## Fragment tekstu
##############################

Wszystkie zawarte tu teksty mogą być wykorzystywane jedynie za zgodą właściciela strony!
© Copyright by Maciej Pinkwart
1 stycznia 2013
2013...
Więc
już zmiana kalendarza, nowe foldery do
przechowywania informacji, nowe nadzieje
i nowe obawy. Ktoś mi ładnie życzył:
wszystkiego dobrego w Nowym, no i żeby
to dobre ze Starego też zostało...

##############################

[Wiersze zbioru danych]
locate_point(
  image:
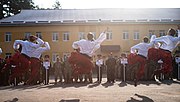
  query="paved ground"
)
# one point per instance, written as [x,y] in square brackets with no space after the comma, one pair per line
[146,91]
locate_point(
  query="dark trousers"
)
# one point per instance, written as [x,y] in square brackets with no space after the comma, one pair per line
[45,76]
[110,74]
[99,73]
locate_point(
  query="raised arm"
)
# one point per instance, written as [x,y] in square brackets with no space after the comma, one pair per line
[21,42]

##############################

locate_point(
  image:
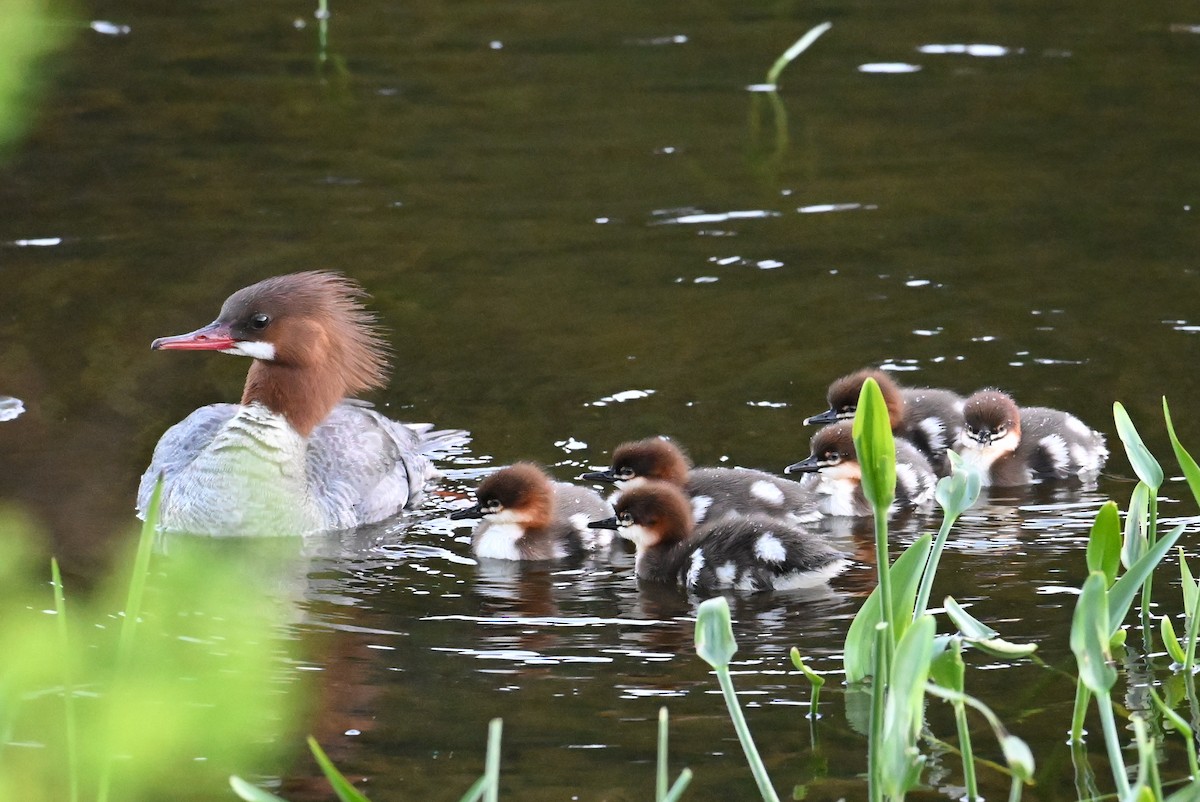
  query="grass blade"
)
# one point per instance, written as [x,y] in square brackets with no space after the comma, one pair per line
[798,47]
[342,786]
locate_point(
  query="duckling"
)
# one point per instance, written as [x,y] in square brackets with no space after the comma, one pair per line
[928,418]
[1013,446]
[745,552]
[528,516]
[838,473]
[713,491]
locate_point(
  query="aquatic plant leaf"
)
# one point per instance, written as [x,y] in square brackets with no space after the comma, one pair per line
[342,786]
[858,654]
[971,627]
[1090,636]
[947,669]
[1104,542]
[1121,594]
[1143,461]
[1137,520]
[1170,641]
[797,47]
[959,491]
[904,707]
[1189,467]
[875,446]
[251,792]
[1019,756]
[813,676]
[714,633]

##############################

## Lista zadań
1. Jakie życzenia ktoś złożył według noworocznego wpisu?
2. Przepisz dokładnie z noworocznego wpisu fragment, który zaczyna się od słów „Wszystkie zawarte tu”, a kończy słowami „Starego też zostało...”.

## Wyniki ćwiczenia
1. Wszystkiego dobrego w Nowym, no i żeby to dobre ze Starego też zostało.

2.
Wszystkie zawarte tu teksty mogą być wykorzystywane jedynie za zgodą właściciela strony!
© Copyright by Maciej Pinkwart
1 stycznia 2013
2013...
Więc
już zmiana kalendarza, nowe foldery do
przechowywania informacji, nowe nadzieje
i nowe obawy. Ktoś mi ładnie życzył:
wszystkiego dobrego w Nowym, no i żeby
to dobre ze Starego też zostało...